### Arbeitsauftrag
Zähle alle Berufsgruppen auf, die laut dem Text über Kohlendioxid im Meer an der Entwicklung des Computermodells der Nordsee beteiligt waren.

### Ausgangstext
_ _ _ _ _

Hamburger Forscher spüren dem Klimagas im Meer und seiner weiteren Verteilung nach
Schuld am Klimawandel ist das Treibhausgas Kohlendioxid (CO2) in der Atmosphäre, jedenfalls zu einem großen Teil. Wie es in die Luft gelangt, dafür gibt es zahlreiche Wege. Meistens ist der Mensch dafür verantwortlich. Doch was passiert eigentlich anschließend mit dem Gas?
Etwa ein Drittel des Treibhausgases verschwindet aus der Atmosphäre. Es wird im Meerwasser gelöst und zum Teil von Algen bei der Fotosynthese verarbeitet. Zooplankton und kleinere Meerestiere fressen die Algen. Diese sterben später und sinken zu Boden - mit ihnen der Kohlenstoff. Das macht das Meer zu einem idealen Speicher für das Treibhausgas, was die Klimaerwärmung erheblich dämpft.
Um diesen Prozess genauer unter die Lupe zu nehmen, haben wir uns am KlimaCampus einen kleinen Teil des Weltozeans angesehen - die Nordsee, ein Randmeer des Nordatlantiks. Wir haben unseren Supercomputer mit sämtlichen Eigenschaften und Prozessen des Meeres gefüttert und die Berechnungen anhand langjähriger Messreihen aus der Feldforschung überprüft. Das Ergebnis kann sich sehen lassen: Zum ersten Mal wurde ein umfassendes Computermodell von Hamburgs Hausmeer entwickelt, an dem Meteorologen, Geologen, Ozeanografen, Meeresbiologen und Meereschemiker beteiligt waren.
Die Nordsee liegt auf dem nordwesteuropäischen Schelf - also dort, wo die Küste ins Meer abfällt. Tatsächlich sind die Organismen hier extremen Herausforderungen ausgesetzt, besonders im südlich gelegenen Wattenmeer: Der jahreszeitliche Wechsel, typische Sturmperioden sowie der Rhythmus der Gezeiten prägen diesen Lebensraum. Darüber hinaus werden durch Klimaänderungen und globalen Schiffsverkehr, der Wasser aus aller Welt mitbringt, ganze Arten verdrängt.

_ _ _ _ _

### Gespeicherte Dateneinträge
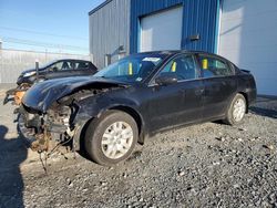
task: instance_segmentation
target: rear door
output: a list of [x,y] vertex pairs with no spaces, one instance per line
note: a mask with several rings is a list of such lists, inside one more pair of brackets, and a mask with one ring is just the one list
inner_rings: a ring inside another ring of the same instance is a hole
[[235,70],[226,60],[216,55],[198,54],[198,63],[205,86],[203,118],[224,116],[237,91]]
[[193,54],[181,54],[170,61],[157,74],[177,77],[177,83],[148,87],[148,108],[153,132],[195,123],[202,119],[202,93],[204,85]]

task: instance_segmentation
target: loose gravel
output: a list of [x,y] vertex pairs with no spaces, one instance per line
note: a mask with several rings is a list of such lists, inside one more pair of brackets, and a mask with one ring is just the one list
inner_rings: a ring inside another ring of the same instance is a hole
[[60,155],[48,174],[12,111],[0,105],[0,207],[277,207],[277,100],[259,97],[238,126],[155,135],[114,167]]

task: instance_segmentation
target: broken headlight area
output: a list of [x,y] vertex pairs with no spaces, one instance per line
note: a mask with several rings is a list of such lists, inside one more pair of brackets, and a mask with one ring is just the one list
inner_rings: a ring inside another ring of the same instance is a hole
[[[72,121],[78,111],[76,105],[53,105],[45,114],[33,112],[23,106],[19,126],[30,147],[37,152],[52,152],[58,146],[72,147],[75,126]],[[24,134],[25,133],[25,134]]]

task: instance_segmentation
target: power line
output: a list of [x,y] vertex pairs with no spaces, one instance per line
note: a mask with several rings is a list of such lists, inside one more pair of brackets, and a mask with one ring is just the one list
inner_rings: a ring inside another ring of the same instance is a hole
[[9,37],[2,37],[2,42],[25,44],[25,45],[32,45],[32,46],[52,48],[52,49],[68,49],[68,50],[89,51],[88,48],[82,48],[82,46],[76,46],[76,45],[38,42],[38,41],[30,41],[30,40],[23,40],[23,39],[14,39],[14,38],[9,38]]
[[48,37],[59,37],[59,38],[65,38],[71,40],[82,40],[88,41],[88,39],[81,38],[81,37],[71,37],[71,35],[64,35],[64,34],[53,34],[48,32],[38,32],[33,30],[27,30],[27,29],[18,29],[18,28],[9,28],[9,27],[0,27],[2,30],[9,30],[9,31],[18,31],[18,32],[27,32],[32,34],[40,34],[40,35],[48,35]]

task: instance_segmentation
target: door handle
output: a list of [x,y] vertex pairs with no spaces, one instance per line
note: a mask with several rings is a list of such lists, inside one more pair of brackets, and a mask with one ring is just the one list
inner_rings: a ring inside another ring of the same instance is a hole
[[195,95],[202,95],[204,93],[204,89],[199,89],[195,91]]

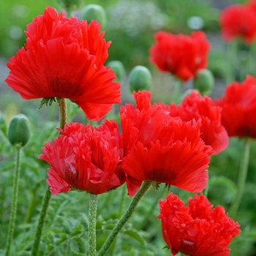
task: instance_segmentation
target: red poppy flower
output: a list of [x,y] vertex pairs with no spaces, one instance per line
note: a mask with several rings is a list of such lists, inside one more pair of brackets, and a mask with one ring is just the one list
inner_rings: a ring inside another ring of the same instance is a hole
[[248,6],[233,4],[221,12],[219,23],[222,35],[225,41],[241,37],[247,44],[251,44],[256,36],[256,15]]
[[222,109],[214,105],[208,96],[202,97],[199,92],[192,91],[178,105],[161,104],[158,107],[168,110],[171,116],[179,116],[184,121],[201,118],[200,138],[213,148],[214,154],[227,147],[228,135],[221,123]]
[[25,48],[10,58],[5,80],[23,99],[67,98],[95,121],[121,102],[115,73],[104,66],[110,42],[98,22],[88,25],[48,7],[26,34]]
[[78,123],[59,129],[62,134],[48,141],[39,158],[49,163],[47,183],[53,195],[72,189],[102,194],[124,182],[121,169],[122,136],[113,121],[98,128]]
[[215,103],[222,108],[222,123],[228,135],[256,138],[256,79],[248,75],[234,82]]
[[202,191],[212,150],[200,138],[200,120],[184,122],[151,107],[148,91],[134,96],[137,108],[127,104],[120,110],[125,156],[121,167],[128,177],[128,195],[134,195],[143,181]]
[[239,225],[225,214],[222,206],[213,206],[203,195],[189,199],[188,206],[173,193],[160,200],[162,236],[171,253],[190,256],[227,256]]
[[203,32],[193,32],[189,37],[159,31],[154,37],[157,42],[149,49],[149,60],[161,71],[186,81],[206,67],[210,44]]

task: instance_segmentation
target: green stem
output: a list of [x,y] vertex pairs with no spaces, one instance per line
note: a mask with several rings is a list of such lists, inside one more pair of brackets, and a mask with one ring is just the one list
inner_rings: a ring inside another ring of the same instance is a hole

_ _ _ _ _

### Ergebnis
Meteorologen, Geologen, Ozeanografen, Meeresbiologen, Meereschemiker